*What to produce:*
The word "bicycle" occurs in some of the lines below; copy each of those lines.

*Input material:*

────

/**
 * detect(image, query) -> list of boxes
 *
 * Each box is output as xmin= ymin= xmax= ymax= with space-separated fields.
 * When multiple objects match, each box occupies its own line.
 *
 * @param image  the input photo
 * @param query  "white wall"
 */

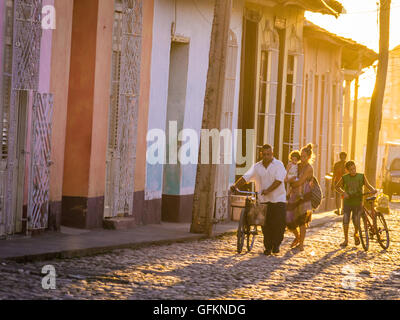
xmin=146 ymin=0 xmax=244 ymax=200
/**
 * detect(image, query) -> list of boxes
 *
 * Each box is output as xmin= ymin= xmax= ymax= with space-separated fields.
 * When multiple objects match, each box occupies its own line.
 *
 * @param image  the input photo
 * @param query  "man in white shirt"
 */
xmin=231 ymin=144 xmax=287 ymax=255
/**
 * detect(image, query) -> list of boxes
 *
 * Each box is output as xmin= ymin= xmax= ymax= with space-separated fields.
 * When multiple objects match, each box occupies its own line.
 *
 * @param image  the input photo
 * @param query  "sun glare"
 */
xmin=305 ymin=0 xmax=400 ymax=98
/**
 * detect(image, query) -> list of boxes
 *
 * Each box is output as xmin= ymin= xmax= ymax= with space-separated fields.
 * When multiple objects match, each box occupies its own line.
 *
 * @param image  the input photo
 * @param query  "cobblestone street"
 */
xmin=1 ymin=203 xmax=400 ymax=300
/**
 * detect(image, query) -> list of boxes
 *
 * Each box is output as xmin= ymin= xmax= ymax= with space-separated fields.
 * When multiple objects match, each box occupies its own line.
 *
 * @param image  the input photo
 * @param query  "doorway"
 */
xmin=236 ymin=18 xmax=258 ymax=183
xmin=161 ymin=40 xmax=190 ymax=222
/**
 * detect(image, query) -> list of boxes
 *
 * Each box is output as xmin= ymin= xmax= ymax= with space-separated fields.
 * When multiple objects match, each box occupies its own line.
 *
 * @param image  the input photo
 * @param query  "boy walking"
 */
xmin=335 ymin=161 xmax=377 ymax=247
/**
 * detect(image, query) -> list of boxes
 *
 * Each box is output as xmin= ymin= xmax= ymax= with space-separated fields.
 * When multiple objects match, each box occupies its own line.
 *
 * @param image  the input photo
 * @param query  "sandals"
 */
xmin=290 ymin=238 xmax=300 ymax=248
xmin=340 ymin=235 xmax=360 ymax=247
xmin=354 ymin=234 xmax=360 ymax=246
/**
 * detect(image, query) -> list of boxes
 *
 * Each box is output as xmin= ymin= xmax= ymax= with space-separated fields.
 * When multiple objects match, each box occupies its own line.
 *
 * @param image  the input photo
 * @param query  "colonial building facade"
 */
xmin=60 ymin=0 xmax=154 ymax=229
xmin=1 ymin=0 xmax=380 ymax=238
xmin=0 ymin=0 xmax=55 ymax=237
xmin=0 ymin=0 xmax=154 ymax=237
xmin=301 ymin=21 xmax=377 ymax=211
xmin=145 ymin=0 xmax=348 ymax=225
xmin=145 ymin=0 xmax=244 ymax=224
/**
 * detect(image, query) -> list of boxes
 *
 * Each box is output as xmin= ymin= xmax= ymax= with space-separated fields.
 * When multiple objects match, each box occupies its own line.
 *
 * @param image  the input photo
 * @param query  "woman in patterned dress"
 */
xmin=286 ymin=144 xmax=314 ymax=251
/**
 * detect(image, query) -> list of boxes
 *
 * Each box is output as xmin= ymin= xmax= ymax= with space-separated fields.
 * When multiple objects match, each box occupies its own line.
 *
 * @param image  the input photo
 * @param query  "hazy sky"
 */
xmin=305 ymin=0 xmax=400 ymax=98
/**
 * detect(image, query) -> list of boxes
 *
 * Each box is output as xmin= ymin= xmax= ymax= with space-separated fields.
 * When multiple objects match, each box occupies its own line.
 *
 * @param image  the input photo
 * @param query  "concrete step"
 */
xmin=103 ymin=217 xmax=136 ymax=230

────

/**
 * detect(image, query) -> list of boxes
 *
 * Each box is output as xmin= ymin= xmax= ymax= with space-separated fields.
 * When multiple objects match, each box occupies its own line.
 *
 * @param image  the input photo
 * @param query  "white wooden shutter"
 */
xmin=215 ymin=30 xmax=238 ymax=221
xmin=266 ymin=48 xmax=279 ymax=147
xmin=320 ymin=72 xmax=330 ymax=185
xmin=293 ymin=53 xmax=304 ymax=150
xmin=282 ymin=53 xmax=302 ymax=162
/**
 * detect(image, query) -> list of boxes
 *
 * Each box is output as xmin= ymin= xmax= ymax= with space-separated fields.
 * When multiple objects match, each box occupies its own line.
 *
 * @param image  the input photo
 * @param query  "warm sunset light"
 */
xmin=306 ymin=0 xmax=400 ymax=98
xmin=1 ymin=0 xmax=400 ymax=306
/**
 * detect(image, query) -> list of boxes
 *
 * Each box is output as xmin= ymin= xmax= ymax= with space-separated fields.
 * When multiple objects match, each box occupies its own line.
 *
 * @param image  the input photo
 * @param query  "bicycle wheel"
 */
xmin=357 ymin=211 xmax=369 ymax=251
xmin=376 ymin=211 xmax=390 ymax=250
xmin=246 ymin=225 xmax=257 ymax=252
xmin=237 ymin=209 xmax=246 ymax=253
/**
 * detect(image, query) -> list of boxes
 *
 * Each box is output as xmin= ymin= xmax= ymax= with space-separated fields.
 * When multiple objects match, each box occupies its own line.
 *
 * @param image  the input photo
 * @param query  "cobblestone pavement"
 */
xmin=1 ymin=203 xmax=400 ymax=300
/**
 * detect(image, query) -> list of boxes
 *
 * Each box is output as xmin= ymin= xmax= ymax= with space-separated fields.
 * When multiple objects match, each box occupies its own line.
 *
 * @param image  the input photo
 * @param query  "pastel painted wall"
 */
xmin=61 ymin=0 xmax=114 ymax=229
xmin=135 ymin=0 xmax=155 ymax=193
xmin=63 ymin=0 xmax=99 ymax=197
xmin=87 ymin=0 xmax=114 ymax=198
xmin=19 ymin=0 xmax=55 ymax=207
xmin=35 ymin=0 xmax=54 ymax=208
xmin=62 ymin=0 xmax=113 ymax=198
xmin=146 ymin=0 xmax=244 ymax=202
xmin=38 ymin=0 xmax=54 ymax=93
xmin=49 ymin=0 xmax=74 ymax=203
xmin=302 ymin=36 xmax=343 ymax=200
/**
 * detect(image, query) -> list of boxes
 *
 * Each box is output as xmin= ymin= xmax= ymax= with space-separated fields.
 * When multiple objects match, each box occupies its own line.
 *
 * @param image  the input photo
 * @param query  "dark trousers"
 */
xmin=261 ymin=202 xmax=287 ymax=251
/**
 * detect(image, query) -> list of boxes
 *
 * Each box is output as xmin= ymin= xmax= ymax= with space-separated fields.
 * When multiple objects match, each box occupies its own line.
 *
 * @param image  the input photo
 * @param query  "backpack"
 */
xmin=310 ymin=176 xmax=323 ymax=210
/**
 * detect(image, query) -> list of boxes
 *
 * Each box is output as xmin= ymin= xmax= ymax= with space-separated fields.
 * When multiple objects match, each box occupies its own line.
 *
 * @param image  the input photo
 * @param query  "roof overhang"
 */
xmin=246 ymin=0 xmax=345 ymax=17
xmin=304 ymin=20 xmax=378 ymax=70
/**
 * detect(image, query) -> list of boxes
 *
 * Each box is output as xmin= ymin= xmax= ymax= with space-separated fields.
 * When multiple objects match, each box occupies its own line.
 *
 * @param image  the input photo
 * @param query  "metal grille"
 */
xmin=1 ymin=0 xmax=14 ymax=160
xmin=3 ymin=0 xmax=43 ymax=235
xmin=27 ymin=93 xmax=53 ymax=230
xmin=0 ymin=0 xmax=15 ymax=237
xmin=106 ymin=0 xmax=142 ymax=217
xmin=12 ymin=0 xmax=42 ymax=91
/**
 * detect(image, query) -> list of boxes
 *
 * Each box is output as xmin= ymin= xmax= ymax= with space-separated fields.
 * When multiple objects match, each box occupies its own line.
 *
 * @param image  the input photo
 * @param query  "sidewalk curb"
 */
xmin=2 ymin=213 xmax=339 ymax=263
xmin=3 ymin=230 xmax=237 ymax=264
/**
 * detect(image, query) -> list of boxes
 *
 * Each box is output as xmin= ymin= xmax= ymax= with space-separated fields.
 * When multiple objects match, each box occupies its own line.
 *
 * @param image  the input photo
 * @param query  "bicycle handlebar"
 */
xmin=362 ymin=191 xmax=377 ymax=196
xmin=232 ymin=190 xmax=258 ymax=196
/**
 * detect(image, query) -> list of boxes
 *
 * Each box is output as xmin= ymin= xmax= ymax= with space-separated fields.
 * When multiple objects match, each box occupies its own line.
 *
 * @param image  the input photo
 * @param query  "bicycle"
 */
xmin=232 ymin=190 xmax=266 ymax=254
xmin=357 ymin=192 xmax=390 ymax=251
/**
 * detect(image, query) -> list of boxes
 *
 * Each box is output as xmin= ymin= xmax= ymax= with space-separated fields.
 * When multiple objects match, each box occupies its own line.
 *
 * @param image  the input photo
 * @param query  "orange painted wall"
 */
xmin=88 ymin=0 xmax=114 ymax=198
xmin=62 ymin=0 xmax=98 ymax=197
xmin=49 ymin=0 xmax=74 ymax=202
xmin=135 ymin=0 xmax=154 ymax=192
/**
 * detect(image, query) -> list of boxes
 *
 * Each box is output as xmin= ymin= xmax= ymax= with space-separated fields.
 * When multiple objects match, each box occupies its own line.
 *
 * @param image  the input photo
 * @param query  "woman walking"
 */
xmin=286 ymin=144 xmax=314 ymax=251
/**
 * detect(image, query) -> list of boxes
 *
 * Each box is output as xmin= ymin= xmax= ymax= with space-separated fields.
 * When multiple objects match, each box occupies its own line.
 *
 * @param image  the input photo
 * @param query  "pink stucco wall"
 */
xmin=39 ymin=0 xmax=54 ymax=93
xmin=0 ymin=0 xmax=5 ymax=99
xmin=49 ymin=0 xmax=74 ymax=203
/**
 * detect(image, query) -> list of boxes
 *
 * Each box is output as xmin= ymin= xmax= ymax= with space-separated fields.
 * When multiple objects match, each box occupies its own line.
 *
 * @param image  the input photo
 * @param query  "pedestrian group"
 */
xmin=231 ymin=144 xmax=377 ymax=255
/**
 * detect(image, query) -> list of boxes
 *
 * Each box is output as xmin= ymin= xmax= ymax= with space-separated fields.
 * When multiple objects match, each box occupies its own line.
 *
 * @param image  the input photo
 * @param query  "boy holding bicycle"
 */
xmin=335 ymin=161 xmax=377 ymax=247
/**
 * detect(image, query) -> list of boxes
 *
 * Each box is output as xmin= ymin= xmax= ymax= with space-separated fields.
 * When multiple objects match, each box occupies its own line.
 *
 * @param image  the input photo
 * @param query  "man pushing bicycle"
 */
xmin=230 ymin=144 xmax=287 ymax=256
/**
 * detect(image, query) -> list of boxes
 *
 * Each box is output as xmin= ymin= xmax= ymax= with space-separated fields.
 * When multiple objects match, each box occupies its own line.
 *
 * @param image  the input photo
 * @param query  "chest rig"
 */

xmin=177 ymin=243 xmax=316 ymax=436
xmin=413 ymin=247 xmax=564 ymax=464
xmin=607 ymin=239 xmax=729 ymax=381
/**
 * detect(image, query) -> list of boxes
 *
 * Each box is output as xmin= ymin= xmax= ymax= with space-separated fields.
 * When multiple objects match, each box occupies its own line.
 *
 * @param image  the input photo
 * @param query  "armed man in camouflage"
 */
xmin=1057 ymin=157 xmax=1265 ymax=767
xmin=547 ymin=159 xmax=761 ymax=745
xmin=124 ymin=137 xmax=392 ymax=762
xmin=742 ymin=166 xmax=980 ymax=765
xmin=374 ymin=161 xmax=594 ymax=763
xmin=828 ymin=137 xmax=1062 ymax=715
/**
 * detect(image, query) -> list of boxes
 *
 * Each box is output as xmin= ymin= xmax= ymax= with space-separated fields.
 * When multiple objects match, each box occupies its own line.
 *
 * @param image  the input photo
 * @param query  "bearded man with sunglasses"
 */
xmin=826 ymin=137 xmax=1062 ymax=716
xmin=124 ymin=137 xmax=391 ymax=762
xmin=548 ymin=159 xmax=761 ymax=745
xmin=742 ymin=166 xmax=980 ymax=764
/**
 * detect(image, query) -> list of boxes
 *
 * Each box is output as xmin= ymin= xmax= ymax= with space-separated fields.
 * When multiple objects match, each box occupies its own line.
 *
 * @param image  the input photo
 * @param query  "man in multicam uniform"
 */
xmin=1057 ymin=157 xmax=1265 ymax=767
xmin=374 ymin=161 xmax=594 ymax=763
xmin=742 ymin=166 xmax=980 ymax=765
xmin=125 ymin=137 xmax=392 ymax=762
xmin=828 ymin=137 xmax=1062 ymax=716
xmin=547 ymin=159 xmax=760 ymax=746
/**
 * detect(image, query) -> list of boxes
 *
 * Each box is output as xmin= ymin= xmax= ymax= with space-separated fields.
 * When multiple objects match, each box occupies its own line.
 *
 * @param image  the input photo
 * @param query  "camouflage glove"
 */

────

*Answer to this problem:*
 * @param query  "bicycle wheel"
 * @param query  "bicycle handlebar"
 * @param query  "bicycle"
 * @param query  "boy holding bicycle"
 * @param query  "man pushing bicycle"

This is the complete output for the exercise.